Goal of the exercise:
Please copy exactly the lines that begin with the one containing "Outline every instance of the <item>dark" and end with the last line of the entries.

(Segmentation dataset excerpts)
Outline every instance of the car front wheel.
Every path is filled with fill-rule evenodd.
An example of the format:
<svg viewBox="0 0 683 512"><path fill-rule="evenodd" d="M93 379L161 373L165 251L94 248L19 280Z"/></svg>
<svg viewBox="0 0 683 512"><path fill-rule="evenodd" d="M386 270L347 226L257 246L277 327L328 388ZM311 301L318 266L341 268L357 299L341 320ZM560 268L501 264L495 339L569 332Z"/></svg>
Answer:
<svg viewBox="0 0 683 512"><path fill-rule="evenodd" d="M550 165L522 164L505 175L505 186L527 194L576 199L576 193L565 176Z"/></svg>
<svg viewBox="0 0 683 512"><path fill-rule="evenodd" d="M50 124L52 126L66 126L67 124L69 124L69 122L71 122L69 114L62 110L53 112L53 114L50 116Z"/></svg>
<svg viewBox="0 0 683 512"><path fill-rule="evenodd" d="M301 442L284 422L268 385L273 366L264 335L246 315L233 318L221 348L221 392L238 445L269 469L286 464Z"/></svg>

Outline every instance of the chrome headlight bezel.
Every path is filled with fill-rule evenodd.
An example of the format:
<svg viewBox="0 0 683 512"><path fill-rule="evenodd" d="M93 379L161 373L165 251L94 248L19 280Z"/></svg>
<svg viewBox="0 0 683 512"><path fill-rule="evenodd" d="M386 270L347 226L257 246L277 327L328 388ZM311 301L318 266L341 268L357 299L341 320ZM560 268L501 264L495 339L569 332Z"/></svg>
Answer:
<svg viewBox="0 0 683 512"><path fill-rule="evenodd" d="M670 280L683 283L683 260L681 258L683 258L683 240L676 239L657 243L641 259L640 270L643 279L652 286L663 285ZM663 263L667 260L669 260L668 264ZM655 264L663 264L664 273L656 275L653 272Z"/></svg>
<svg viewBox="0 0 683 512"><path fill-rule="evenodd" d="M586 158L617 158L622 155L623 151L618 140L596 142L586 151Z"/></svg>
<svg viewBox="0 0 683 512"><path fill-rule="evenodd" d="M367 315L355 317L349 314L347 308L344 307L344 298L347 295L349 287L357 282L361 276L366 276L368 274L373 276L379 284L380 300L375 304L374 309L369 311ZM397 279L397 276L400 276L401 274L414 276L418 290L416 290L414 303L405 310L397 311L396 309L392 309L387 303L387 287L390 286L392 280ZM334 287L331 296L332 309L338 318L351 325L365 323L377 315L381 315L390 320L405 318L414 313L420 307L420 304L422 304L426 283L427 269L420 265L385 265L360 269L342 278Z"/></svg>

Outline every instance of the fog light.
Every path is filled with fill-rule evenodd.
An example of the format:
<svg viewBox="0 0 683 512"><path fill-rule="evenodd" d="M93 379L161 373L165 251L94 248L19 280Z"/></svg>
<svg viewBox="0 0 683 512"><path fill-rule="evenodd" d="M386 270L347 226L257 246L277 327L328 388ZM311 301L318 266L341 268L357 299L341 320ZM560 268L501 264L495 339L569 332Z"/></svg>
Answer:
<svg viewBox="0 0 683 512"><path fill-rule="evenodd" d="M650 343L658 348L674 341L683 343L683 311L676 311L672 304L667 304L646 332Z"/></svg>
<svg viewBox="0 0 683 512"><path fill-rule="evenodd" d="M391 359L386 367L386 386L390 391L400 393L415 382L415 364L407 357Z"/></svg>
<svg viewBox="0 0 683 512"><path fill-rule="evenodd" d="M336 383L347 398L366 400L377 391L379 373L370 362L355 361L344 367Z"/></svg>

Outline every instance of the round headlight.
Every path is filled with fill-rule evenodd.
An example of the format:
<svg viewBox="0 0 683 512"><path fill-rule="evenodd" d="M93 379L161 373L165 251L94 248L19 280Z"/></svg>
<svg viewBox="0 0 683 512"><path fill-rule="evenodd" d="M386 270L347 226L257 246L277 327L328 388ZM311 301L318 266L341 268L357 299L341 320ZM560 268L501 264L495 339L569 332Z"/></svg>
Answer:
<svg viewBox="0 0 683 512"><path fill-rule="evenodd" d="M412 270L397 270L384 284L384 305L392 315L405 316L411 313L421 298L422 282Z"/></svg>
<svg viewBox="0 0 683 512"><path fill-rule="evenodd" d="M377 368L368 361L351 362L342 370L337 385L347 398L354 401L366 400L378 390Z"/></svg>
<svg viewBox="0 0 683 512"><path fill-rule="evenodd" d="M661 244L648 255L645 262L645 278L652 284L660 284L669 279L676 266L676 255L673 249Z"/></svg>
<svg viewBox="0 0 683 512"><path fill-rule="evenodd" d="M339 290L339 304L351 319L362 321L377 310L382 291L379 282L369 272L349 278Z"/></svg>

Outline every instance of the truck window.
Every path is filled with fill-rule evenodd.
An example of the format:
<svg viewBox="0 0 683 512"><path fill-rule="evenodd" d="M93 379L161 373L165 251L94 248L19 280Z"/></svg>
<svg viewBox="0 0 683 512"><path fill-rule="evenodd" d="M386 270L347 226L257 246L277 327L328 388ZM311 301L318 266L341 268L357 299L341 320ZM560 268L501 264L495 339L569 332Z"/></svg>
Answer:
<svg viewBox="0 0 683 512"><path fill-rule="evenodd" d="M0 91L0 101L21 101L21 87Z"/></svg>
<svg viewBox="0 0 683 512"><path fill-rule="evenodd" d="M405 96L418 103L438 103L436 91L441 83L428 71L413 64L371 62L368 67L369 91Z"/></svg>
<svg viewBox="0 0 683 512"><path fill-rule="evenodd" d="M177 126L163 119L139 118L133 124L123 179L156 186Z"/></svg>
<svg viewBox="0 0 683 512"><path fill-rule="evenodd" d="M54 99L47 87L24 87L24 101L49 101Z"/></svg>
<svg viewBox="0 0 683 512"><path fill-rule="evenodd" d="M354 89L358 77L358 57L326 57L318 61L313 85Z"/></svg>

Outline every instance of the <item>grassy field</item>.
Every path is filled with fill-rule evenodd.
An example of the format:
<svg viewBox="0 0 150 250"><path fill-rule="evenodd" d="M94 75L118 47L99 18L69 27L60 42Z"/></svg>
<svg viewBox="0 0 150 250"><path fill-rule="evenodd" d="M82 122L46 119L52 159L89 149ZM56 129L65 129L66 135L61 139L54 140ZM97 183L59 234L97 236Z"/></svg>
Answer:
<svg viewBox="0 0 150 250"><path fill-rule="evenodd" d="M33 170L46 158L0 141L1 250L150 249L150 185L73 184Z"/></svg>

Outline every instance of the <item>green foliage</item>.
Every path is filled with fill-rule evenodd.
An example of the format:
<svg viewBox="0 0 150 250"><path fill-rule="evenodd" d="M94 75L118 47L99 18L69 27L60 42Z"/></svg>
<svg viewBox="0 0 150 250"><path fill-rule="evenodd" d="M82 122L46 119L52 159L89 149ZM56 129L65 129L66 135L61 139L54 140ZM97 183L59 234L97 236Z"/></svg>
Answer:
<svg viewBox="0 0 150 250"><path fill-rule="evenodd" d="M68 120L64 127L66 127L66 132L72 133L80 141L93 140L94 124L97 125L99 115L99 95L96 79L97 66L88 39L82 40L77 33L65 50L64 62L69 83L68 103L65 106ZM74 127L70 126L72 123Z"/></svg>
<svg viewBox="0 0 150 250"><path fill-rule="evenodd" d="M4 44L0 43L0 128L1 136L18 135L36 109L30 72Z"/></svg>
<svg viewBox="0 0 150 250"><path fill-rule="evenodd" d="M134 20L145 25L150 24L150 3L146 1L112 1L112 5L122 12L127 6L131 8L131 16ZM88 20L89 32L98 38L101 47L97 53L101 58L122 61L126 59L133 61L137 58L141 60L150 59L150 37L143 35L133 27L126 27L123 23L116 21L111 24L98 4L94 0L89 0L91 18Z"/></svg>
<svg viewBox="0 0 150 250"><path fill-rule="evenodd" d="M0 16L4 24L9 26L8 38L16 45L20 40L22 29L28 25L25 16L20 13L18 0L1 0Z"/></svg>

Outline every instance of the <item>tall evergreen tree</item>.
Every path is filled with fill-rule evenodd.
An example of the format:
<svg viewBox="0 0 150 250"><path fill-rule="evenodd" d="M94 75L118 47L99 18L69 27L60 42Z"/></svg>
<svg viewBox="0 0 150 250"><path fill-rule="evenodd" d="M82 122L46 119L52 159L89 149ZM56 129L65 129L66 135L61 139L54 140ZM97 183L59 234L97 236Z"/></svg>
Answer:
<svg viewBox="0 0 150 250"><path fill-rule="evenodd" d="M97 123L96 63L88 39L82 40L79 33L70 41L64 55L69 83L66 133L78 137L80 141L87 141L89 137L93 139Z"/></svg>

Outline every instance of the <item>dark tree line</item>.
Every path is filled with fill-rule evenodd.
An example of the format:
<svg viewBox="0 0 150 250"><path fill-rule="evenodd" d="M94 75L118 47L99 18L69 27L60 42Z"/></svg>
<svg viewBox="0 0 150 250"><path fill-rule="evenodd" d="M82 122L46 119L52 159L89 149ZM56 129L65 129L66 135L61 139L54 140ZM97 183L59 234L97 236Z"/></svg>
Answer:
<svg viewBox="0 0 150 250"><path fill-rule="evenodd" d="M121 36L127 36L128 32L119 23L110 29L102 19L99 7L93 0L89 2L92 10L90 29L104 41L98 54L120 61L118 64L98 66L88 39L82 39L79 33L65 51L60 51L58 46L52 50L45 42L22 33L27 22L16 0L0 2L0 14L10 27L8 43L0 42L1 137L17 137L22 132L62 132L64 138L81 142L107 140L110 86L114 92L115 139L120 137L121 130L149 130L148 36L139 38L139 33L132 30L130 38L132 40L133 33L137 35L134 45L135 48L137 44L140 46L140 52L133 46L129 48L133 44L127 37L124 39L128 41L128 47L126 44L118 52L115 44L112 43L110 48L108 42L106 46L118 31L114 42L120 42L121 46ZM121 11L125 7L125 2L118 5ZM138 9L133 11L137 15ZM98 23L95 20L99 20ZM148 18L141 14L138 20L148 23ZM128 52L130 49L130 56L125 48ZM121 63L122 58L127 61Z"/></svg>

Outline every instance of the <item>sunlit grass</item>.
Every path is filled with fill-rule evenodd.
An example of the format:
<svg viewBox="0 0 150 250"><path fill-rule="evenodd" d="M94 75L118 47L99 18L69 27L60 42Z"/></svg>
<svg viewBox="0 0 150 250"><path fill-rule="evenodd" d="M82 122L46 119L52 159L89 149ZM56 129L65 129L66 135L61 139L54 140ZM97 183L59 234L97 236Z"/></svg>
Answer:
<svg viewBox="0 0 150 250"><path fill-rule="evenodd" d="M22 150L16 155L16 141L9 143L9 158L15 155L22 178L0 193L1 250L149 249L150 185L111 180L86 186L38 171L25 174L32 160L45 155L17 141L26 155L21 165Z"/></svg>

Exercise response:
Outline every instance of the <item>dark tree line</item>.
Every path is filled with fill-rule evenodd.
An example of the format:
<svg viewBox="0 0 150 250"><path fill-rule="evenodd" d="M94 75L118 47L99 18L69 27L60 42Z"/></svg>
<svg viewBox="0 0 150 250"><path fill-rule="evenodd" d="M82 122L46 119L52 159L89 149ZM56 129L65 129L66 135L61 139L54 140ZM97 183L59 234L97 236Z"/></svg>
Answer:
<svg viewBox="0 0 150 250"><path fill-rule="evenodd" d="M121 36L127 36L128 32L119 23L110 29L102 19L99 7L93 0L89 2L92 10L90 29L104 41L98 54L120 61L118 64L98 66L88 39L82 39L79 33L65 51L60 51L58 46L52 50L45 42L22 33L27 22L16 0L0 2L0 14L10 27L8 43L0 42L1 137L17 137L22 132L62 132L64 138L81 142L107 140L110 86L114 92L115 139L120 137L121 130L149 130L148 36L139 38L139 33L132 30L130 38L132 40L133 33L137 35L134 45L135 48L137 44L140 46L140 52L133 46L129 48L133 44L127 37L124 39L128 41L128 47L126 44L118 52L115 44L112 43L110 48L108 42L106 46L118 31L114 42L120 42L121 46ZM121 11L125 7L125 2L118 5ZM138 9L133 11L137 15ZM98 23L95 20L99 20ZM148 18L141 14L138 20L148 23ZM128 52L130 49L130 56L125 48ZM121 63L122 58L127 61Z"/></svg>

Outline every instance of the <item>sunlit grass</item>.
Every path is filled with fill-rule evenodd.
An example of the format:
<svg viewBox="0 0 150 250"><path fill-rule="evenodd" d="M94 75L118 47L99 18L69 27L60 42Z"/></svg>
<svg viewBox="0 0 150 250"><path fill-rule="evenodd" d="M82 122L46 119L52 159L89 149ZM56 129L65 129L66 135L61 139L54 140ZM97 183L59 234L97 236Z"/></svg>
Answer:
<svg viewBox="0 0 150 250"><path fill-rule="evenodd" d="M22 150L16 155L16 141L9 143L9 158L15 155L22 178L0 193L1 250L149 249L150 185L111 180L86 186L38 171L25 174L32 160L45 155L17 141L26 155L21 165Z"/></svg>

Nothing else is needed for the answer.